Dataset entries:
-=-=-

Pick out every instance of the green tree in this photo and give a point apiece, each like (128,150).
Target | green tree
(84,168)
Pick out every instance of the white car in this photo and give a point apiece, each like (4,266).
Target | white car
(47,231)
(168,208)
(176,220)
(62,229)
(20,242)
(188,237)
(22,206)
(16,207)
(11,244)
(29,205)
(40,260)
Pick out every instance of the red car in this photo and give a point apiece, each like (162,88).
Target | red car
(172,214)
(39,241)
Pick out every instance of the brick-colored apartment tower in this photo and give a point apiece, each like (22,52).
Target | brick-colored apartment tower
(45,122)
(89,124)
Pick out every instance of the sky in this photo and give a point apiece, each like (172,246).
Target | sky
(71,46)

-=-=-

• ACTIVITY: Lines from the one containing "Pick out every instance of the sky" through the end of the entries above must be copied exactly; include both ends and no other lines.

• RESPONSE FOR THIS EXERCISE:
Pick out every instance of the sky in this photo and give a point apiece, each like (172,246).
Target | sky
(71,46)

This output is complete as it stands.